Исходный текст:
Яна Сидоркина: Процитирую Пепперштейна: «Жил один человек средних лет. К нему приходят гости, рассаживаются, он их угощает чаем — все как положено. Наконец, один из гостей говорит: „А чего бы и вам не посетить нас?” Тот в ответ: „Я в гости не хожу”. „Почему?” — все заинтересовались. Тот вдруг: „Потому что я в этом мире не гость, а хозяин”. И давай хохотать — стыдно, что проговорился, но все равно разбирает смех». Павел говорит, что вы протагонист этой истории.

Андрей Монастырский: А это какого года?

Яна Сидоркина: 2010 года.

Андрей Монастырский: Ну это шутка была. Я и в гости хожу.

Яна Сидоркина: Ходите, значит?

Андрей Монастырский: Конечно. Это просто шутка, мы такие любили.

Яна Сидоркина: По поводу ваших истоков: вы учились во Дворце пионеров, занимались литературой там?

Андрей Монастырский: Да. Я сначала учился в школе, а во Дворец пионеров я ходил с 1962 года, с года его открытия. Я ходил в астрономический кружок, был членом Всесоюзного астрономо-геодезического общества и интересовался метеоритами. Но потом я как-то от естественных наук перешел к гуманитарным, к поэзии (под влиянием Брюсова и Мережковского), и стал ходить в литературный клуб туда же. С конца 1965 года во Дворце пионеров был литературный клуб. Это был важный для Москвы, как потом оказалось, литературный клуб. Возможно, он был единственный, где собиралась молодежь типа СМОГистов (СМОГ — «Самое Молодое Общество Гениев»). Это Губанов, Алейников, Юлия Вишневская и другие, кто в 1965 году устраивал чтения у памятника Маяковскому. Но они были там немного раньше меня, а когда я туда попал, уже их не было. Там были Рубинштейн и его компания, которая на два года меня старше, а те были еще старше. Я подружился с Рубинштейном. И мы, участники литклуба, как в свое время СМОГисты, в 1966 году тоже организовали группу, но Рубинштейн в нее не входил. У него была своя группа люберецкая, называлась «Синий треугольник». А мы сделали группу, которая была другой фракцией литературного клуба и называлась «Фрам» — по имени корабля Амундсена. Мы читали три вечера, по воскресеньям, в сентябре 1966 года у памятника Гоголю на Гоголевском бульваре. На третий раз нас согнало ГБ, но мы убежали от них. Тогда были вегетарианские еще времена по сравнению с сегодняшними.

Фрагмент набора данных:

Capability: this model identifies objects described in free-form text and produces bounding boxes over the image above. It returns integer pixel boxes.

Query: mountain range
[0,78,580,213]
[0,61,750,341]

Задача: Как, согласно интервью, называлась группа, которую участники литературного клуба организовали в 1966 году?

Полный ответ: Группа называлась «Фрам», по имени корабля Амундсена.